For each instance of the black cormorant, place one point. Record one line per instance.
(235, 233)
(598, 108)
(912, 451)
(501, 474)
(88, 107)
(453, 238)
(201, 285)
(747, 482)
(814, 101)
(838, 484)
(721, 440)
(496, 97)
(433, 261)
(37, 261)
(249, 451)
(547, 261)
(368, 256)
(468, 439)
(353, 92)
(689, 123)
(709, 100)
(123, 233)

- - -

▸ WRITTEN PROBLEM
Reproduce every line of the entries above verbatim, character for character.

▸ WRITTEN RESPONSE
For each instance of the black cormorant, place one point. Record one line per instance.
(235, 233)
(598, 108)
(912, 451)
(501, 474)
(88, 107)
(453, 238)
(201, 285)
(747, 482)
(814, 101)
(838, 484)
(721, 440)
(496, 97)
(433, 261)
(37, 261)
(249, 451)
(547, 261)
(368, 256)
(468, 439)
(353, 92)
(689, 123)
(709, 100)
(123, 233)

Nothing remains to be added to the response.